§ **TASK DETAILS**
From the line that includes "Annotation guideline — the target class is cable tie." to the last line of the records, inclusive, repeat each line exactly.

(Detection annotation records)
****************************************

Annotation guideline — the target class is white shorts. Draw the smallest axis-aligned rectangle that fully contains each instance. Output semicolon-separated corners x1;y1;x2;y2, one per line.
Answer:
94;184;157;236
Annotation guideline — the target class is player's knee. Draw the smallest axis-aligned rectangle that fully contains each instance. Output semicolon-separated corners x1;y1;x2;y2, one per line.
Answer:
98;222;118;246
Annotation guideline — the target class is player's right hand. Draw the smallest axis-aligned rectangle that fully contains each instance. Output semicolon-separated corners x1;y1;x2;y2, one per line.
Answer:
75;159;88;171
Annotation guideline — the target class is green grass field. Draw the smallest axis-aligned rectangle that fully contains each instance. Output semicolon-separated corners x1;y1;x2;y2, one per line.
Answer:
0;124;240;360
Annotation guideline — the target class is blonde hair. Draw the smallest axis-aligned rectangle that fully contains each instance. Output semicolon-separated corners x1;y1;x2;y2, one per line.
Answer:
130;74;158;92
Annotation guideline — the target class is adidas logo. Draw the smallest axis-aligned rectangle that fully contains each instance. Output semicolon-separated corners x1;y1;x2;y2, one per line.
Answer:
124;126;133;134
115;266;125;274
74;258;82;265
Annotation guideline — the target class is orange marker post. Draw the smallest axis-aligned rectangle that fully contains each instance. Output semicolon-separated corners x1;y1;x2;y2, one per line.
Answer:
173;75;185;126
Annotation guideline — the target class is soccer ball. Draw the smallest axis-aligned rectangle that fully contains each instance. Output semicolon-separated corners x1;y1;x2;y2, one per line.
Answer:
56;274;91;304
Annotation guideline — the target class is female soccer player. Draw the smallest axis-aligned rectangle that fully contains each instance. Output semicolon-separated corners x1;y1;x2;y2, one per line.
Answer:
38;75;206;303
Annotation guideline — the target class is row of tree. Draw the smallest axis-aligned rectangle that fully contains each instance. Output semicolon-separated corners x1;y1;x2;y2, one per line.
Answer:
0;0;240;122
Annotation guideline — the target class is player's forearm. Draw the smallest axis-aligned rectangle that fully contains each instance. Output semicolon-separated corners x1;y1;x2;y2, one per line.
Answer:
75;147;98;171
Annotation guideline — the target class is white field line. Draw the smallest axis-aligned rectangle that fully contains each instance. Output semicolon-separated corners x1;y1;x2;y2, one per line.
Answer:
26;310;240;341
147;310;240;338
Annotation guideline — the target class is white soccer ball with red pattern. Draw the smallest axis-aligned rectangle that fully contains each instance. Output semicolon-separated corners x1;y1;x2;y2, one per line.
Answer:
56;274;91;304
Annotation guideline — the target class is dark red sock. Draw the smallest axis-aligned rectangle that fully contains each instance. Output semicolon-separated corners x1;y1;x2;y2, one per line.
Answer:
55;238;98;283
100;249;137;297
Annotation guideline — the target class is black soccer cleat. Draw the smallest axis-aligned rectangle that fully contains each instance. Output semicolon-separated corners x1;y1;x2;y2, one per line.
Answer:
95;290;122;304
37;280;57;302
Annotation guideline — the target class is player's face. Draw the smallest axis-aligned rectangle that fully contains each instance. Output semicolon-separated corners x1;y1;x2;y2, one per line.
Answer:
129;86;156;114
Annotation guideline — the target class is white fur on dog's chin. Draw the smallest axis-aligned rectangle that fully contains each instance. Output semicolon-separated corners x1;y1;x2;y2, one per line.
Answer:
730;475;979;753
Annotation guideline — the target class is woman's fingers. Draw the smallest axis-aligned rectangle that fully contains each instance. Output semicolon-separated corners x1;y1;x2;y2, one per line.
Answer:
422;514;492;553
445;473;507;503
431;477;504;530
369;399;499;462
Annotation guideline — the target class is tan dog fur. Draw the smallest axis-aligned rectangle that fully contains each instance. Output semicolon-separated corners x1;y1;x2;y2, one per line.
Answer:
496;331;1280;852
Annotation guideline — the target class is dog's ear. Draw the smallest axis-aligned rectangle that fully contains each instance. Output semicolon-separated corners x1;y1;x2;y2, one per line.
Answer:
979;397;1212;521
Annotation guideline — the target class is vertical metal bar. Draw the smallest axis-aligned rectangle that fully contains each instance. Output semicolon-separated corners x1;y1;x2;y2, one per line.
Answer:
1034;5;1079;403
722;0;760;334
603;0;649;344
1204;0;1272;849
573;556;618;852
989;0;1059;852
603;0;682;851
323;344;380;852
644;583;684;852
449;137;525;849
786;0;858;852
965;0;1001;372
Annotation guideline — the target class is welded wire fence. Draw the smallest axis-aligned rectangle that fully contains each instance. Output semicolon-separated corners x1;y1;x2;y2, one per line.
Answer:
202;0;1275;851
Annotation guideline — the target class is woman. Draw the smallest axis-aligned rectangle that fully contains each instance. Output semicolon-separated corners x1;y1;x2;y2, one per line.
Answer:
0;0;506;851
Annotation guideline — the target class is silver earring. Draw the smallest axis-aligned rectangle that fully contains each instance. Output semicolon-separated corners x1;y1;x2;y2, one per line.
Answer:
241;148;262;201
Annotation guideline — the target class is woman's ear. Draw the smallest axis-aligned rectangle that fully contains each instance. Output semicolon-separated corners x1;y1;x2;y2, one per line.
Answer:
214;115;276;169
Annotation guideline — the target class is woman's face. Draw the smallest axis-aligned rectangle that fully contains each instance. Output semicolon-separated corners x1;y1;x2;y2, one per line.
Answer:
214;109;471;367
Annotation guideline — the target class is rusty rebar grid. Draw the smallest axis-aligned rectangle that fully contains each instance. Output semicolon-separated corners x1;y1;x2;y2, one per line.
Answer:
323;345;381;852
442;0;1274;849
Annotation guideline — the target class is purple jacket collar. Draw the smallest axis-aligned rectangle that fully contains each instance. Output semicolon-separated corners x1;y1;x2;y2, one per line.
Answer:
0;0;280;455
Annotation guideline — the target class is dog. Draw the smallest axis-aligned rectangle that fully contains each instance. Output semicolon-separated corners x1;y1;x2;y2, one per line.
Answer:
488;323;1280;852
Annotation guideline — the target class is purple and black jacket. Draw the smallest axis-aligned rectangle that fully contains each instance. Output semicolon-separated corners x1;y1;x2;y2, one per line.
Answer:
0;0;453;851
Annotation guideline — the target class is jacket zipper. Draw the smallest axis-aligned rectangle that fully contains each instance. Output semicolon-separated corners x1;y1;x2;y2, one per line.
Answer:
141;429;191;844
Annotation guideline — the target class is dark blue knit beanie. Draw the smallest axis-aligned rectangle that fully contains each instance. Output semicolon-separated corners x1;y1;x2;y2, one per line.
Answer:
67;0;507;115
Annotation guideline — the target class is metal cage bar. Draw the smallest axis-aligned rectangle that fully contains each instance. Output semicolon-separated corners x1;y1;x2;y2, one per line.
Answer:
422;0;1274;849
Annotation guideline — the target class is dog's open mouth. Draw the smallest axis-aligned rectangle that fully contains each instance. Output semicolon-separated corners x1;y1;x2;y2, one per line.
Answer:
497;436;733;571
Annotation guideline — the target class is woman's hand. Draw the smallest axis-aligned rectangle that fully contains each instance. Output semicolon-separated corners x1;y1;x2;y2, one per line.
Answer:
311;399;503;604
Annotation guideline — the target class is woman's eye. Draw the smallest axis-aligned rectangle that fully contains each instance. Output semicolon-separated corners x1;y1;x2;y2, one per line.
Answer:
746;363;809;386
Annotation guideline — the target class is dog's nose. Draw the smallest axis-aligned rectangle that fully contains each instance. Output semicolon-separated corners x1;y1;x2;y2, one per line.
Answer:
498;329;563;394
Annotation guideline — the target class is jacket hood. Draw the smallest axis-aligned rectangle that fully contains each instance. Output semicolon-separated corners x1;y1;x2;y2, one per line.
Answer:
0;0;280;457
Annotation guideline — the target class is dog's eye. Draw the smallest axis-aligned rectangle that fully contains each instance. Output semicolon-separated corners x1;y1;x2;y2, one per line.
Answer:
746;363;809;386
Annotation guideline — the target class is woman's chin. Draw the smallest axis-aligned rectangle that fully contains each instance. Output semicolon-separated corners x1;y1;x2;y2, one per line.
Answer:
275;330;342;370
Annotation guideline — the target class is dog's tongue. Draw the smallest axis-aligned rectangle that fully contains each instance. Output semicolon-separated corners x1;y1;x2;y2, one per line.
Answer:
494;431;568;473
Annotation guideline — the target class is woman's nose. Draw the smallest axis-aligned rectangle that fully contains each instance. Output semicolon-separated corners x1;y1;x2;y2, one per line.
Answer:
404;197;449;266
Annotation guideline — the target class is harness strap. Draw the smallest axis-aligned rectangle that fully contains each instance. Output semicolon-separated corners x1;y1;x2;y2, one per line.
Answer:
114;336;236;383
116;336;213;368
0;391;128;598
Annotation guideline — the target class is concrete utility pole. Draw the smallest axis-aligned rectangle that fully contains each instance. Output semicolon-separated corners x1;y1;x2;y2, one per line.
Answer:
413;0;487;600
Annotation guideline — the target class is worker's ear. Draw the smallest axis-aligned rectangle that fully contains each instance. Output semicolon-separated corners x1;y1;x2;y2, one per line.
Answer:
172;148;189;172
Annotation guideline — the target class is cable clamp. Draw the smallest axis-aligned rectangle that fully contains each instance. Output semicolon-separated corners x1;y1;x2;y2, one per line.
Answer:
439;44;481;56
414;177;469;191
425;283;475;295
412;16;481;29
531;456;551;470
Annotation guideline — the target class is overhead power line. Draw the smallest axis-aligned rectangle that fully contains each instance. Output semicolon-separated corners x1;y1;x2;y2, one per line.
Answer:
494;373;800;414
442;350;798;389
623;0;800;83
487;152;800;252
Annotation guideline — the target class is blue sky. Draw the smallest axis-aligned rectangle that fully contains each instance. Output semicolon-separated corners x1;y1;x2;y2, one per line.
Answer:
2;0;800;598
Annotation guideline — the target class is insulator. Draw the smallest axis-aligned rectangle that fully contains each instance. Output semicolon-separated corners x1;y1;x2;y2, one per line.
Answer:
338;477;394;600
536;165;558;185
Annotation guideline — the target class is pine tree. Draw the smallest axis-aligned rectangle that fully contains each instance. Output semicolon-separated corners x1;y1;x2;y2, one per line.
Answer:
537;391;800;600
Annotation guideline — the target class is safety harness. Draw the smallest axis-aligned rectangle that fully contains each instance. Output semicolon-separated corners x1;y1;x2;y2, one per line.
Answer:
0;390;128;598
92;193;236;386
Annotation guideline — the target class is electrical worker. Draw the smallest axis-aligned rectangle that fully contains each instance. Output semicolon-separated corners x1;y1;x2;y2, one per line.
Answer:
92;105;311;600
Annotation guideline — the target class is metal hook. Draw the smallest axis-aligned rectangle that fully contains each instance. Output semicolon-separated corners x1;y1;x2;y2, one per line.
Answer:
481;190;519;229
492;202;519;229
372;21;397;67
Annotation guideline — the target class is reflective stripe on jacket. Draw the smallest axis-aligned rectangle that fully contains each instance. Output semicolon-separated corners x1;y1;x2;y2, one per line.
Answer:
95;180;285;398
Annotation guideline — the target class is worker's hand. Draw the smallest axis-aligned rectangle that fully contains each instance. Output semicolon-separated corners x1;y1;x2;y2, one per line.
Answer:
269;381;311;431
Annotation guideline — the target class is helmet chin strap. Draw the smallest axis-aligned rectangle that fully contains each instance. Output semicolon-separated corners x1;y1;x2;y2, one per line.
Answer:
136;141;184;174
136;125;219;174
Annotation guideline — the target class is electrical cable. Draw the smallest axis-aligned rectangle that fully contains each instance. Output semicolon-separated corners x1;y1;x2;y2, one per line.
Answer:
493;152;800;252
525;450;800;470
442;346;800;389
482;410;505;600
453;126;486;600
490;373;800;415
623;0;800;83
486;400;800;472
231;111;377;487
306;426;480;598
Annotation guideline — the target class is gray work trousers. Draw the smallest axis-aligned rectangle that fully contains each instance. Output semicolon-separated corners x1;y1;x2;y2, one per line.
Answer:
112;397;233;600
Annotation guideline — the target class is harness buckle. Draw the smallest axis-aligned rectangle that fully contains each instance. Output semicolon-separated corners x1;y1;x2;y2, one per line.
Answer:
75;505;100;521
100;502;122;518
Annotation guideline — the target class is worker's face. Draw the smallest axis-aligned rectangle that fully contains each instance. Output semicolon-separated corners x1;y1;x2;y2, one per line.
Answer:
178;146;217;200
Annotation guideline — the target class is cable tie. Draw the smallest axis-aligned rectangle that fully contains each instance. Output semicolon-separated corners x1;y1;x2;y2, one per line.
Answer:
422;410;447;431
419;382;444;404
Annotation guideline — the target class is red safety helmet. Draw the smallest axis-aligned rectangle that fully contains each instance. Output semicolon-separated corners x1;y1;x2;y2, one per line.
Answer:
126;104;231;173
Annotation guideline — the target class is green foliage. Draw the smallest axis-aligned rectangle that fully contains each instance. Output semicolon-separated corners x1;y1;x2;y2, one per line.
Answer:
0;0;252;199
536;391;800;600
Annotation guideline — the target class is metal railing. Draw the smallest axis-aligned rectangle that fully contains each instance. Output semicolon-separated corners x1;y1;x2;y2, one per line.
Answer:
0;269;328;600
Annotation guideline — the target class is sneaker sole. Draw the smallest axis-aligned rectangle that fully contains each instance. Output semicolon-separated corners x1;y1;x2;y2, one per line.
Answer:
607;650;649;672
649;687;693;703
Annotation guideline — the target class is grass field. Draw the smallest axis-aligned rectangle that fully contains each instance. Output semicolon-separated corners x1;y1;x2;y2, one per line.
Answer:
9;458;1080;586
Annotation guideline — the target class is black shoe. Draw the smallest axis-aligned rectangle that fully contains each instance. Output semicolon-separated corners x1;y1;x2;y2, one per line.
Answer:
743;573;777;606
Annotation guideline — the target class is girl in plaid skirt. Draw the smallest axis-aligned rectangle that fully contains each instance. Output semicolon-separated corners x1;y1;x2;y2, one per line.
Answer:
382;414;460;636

****************************************

§ **FULL SOLUTION**
Annotation guideline — the target class is cable tie. Draw the smallest axis-aligned rectangle that fully contains each instance. Output semicolon-separated corners x1;y1;x2;y2, one per line.
Answer:
422;410;447;431
419;382;444;404
Annotation guideline — the target class is red safety helmet. Draw the smallest axis-aligned rectangle that fully contains each instance. Output semicolon-separated corners x1;y1;x2;y2, one per line.
Answer:
126;104;231;173
Annotation guideline — the target class is green foliage. Draw the smallest axis-aligned rectangle that fully contains each instance. Output semicolon-separated corners x1;y1;x2;y2, one per line.
Answer:
0;0;252;199
536;391;800;600
Annotation guideline — the target class is metal railing. Draw the smallest axis-aligned rectangle that fully contains each instance. Output semicolon-separated corners x1;y1;x2;y2, one per line.
Answer:
0;269;328;600
Annotation guideline — the target class is sneaker sole. Draw the smallest axis-aligned rectangle that fully contains each instance. Output semicolon-separated corners x1;y1;x2;y2, one per line.
Answer:
607;650;649;672
649;687;693;703
Annotation guideline — the target class is grass field. Draw the smallest axis-aligned rectangle that fully contains each instance. Output semicolon-separated corners x1;y1;x2;y2, one per line.
Answer:
9;458;1080;586
Annotation guideline — the target class is black shoe. Draw the smallest axis-aligned rectangle that fully contains each instance. Output semicolon-separated corners x1;y1;x2;y2, one per line.
Answer:
743;573;777;606
Annotation guideline — the target class is girl in plaid skirt. Draw the smallest axis-aligned rectangle that fully contains each instance. Output semicolon-separated corners x1;y1;x2;y2, one per line.
Answer:
382;414;460;636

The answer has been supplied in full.